• FRAGMENTO DEL TEXTO:
Si hay un establecimiento en Oviedo que nos lleva a la década de los setenta, es la cafetería Munich. Por lo que parece, abrió sus puertas en 1972, cuando el arriba firmante tenía 15 años, edad crítica dentro de la adolescencia, cuando nos damos perfecta cuenta de que se quedó definitivamente atrás aquella etapa de la vida en la que estamos totalmente protegidos, cuando el mundo y la vida nos pueden golpear y, de hecho, nos golpean, cuando, sin embargo, empezamos a conocer las emociones de los enamoramientos, algo que ni siquiera habíamos llegado a soñar durante la infancia; o, para ser más precisos, algo que, ni en el mejor de los sueños, habíamos podido pensar que era tan intenso y delirante.

Cafetería Munich, la adolescencia, mi adolescencia. En 1970, nos habíamos mudado a Santa Susana. Estaba, por tanto, muy cerca de casa, muy cerca también de un viejo chalet en cuyo jardín, además de gatos, era frecuente ver a un señor que lo cuidaba. Si la memoria no me falla, en aquel solar, que tenía todas las connotaciones de lo antiguo, se construyó una residencia geriátrica. Cosas –nunca mejor dicho- del destino.

Pero volvamos a la cafetería Munich. Su dueño, cuyo nombre no recuerdo, era una persona muy afable, siempre sonriente. Y la primera vez que entré en esa cafetería me di cuenta de que la persona de la que les hablo había trabajado antes en Pasapoga, cafetería ubicada en el mismo lugar en el que actualmente está La Bellota, justo al lado del hotel Ramiro I.

La Cafeteria Munich no sólo destacaba por el lugar tan estratégico en el que sigue estando, sino también por el diseño de su barra, curvilínea con un envidiable estilo. Sólo había una pega que ponerle y era el hecho de que en la esquina de la barra que daba a santa Susana y en las mesas que estaban junto a la cristalera se podía tener la sensación de formar parte de un escaparate.

• LISTADO:

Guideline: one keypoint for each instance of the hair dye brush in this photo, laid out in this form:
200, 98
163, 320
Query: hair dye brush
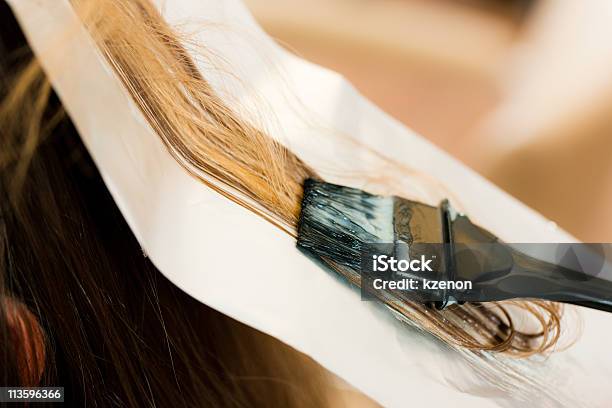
401, 250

• ACTIVIDADES:
1: Enumera los establecimientos de Oviedo que aparecen con nombre propio en el fragmento sobre la cafetería Munich.
2: Prosigue el fragmento sobre la cafetería Munich a partir de su última oración.

• SOLUCIONES:
1: Cafetería Munich, Pasapoga, La Bellota, hotel Ramiro I

2:
En cuanto a la clientela, recuerdo que me agradaba mucho el hecho de que allí había público de todas las edades, desde profesores del Instituto Alfonso II que sólo tenían que cruzar la calle, hasta gente joven. Y, por otro lado, entre la gente mayor, había clientes muy habituales que, por así decirlo, tenían su sitio fijo o preferido en la barra.

Como escribí más arriba, años setenta, en los que se impuso algo de lo que hablaría Juan Cueto al final de aquella década, esto es, la sociedad del duopolio. Dos marcas de ron para nuestros primeros “cubatas”: Negrita y Bacardí. Dos marcas de ginebra: MG y Fockink. Dos marcas también en el Vermú: Martini y Cinzano. Dos marcas de Whisky: Caballo Blanco y Long Gong. Dos marcas de Cerveza: San Miguel y el Águila Negra. Dos marcas de tabaco rubio: Marlboro y Winston. Dos marcas de tabaco negro: Ducados y Goya. Y, en refrescos, el duopolio lo formaban Coca- cola y Pepsi.

15 años, digo. Estética –infame- de los setenta, con pantalones acampanados, con patillas a lo fandango, con asientos de los coches a los que se les superponían tapicerías a lo tigre. Pero ahí estaba el corazón que reventaba en enamoramientos, por lo común, repentinos, que soñaba al ritmo de canciones de amor, casi siempre extranjeras, porque la charanga y pandereta nacionales resultaban, incluso en medio de aquella estética tan imperfecta, casposas a más no poder.

15 años cuando “debuté” en las fiestas mateínas por la noche. Y fue en una de aquellas noches cuando entramos por vez primera a la Cafetería Munich. Resultó ser que el medio cubalibre costaba más de la mitad que uno. Resultó ser que encontrábamos muy atractivo el trozo de limón y las piedras de hielo en el vaso antes de servir el cubata de turno y de estreno en tales hábitos. Resultó ser que aún quedaba mucha noche por delante y que no teníamos ninguna prisa.

Al salir de la cafetería Munich, se oía, como si estuviéramos allí mismo, la música de la verbena que tenía lugar en la Herradura. Cantaban –nunca lo olvidaré- una canción de Nino Bravo, que hablaba de dejarlo todo, los campos y la tierra. ¡Madre mía!

Al salir de la Cafetería Munich, aquella noche mateína había más peatones que coches por la calle santa Susana y el Campo de San Francisco estaba siendo recorrido por mucha gente.

Con el medio cubata recién tomado, encendí un pitillo camino de la Herradura. Anduve unos pocos pasos y decidí tirarlo, acaso aquello marcase una costumbre muy arraigada en mí: la de no fumar mientras camino, la de no fumar en la calle.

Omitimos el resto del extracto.